══ Extrait choisi

Les classes vertes du cinéma français
L’association audiovisuelle Ecoprod propose des formations et des écrits pour guider les professionnels sur le chemin de l’écologie et de la préservation des milieux naturels. Elle publie, en collaboration avec d'autres partenaires, un Guide pratique des tournages en milieux naturels. Loin du greenwashing, ces actions témoignent d'une prise de conscience collective et d'un mouvement de fond.
Depuis longtemps, le cinéma se préoccupe des questions écologiques par le biais de ses films et les approches sont variées : la Science-Fiction avec Soleil vert (Soylent Green, 1973) ou Avatar : la voie de l’eau (James Cameron, 2022), le film biographique, Erin Brokovich (Steven Soderbergh, 2000) et bien sûr le documentaire, Le Monde selon Monsanto (Marie-Monique Robin, 2008). Encore très récemment, Acide (Just Philippot, 2023) suit Michal (Guillaume Canet) qui tente de sauver sa fille de pluies acides dévastatrices. Mais le cinéma se soucie aussi d’écologie lorsqu’il s’agit de la fabrication des films. Comme d’autres industries culturelles, celle-ci est polluante et cherche à réduire son important impact environnemental1. Ce mouvement écologique s’est accéléré à la suite d’une décision du CNC (Centre National du Cinéma et de l’image animée). Depuis mars 2023, le CNC demande aux bénéficiaires d’aides à la production de remettre un bilan prévisionnel et définitif des émissions carbone engendrées par la production des films et dès le 1er janvier 2024, le dépôt des bilans conditionnera le versement des aides à production du CNC.

════
══ Lignes de données

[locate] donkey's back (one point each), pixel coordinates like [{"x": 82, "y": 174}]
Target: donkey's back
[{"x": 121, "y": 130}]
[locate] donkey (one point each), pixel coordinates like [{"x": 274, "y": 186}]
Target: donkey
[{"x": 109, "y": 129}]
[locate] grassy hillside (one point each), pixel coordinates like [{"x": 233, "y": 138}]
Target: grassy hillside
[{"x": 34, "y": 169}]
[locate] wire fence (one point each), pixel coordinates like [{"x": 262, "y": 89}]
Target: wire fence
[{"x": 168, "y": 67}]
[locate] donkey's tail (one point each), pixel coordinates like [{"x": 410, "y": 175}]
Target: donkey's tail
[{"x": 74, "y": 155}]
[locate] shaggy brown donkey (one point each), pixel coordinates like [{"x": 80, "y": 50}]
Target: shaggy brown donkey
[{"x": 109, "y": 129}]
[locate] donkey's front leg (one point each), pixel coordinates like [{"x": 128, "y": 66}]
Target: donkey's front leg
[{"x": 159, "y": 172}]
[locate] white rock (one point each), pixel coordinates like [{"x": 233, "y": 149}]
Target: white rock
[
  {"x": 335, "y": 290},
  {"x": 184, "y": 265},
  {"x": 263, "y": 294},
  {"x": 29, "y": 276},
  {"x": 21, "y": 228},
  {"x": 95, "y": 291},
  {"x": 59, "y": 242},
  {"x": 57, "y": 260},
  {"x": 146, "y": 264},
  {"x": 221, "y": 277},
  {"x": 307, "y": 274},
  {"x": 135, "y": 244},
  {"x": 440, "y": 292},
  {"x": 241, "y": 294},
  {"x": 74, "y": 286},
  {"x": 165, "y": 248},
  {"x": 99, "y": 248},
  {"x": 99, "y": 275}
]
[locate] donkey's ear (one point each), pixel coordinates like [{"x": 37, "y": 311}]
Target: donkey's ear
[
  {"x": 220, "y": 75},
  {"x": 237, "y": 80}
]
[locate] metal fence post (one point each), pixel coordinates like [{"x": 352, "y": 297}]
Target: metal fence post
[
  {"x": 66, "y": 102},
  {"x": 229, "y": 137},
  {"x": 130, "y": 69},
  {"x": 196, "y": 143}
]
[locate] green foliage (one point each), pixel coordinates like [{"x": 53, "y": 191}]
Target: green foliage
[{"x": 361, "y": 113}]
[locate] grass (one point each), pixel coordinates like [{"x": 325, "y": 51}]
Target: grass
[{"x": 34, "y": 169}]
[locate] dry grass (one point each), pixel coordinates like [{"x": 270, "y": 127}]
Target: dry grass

════

• **Consigne**
Recopiez sans rien changer le passage de l’article sur le cinéma et l’écologie qui commence aux mots « Les classes vertes » et s’arrête après « mouvement de fond. ».

• **Corrigé**
Les classes vertes du cinéma français
L’association audiovisuelle Ecoprod propose des formations et des écrits pour guider les professionnels sur le chemin de l’écologie et de la préservation des milieux naturels. Elle publie, en collaboration avec d'autres partenaires, un Guide pratique des tournages en milieux naturels. Loin du greenwashing, ces actions témoignent d'une prise de conscience collective et d'un mouvement de fond.